>> begin Records

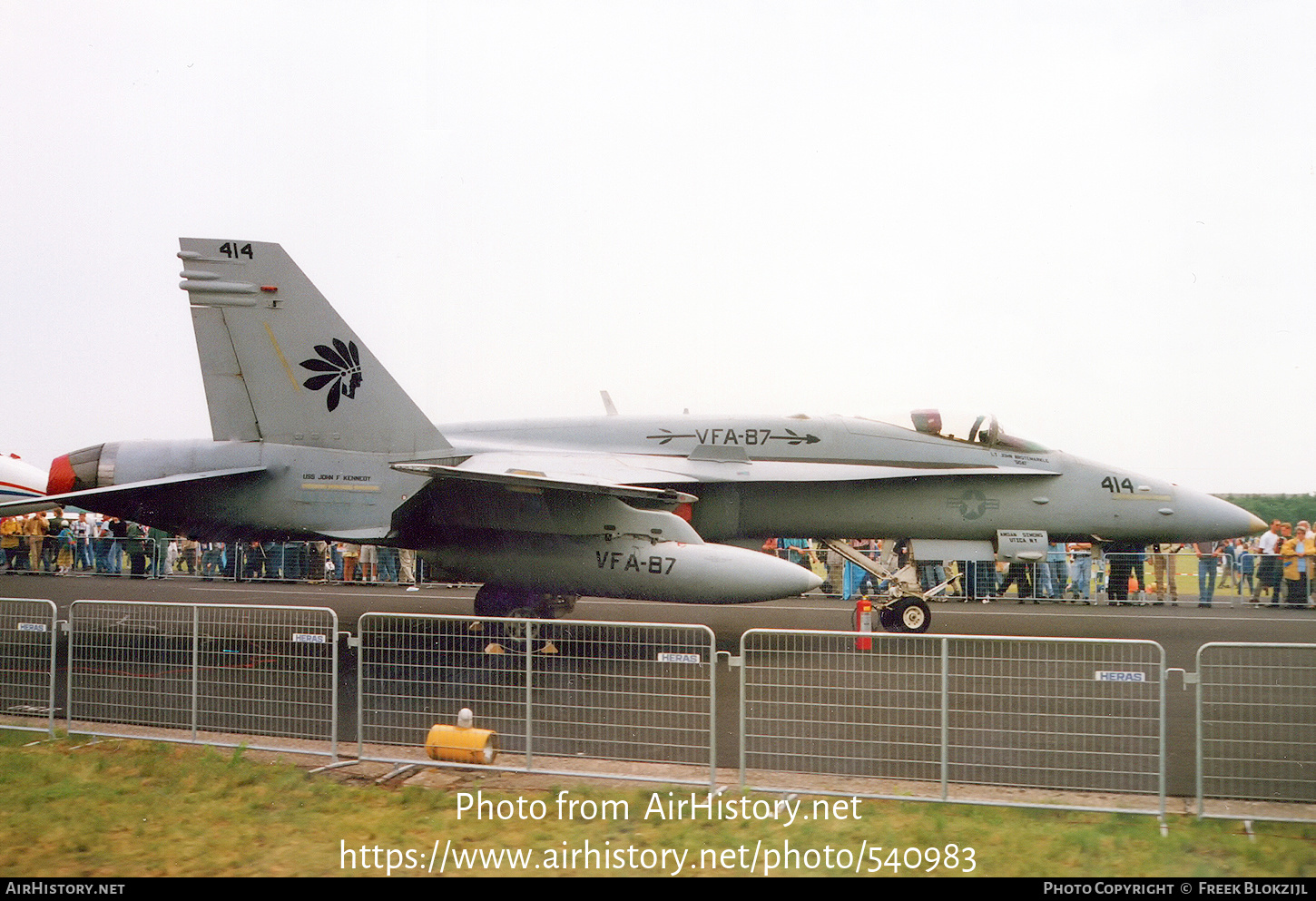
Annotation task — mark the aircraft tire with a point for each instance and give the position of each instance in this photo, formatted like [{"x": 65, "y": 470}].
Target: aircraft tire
[
  {"x": 519, "y": 602},
  {"x": 911, "y": 614},
  {"x": 496, "y": 600}
]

>> end Records

__Stated exercise__
Swap "aircraft tire" for "landing gear wheel" throughout the rows above and write them out again, leaving everything else unchanged and omitting the pictures.

__Answer in full__
Annotation task — mark the landing gear wheel with a point for each instance and give the position of each instance in this photo, formatted like [{"x": 65, "y": 470}].
Target: landing gear wheel
[
  {"x": 519, "y": 602},
  {"x": 911, "y": 614},
  {"x": 496, "y": 600}
]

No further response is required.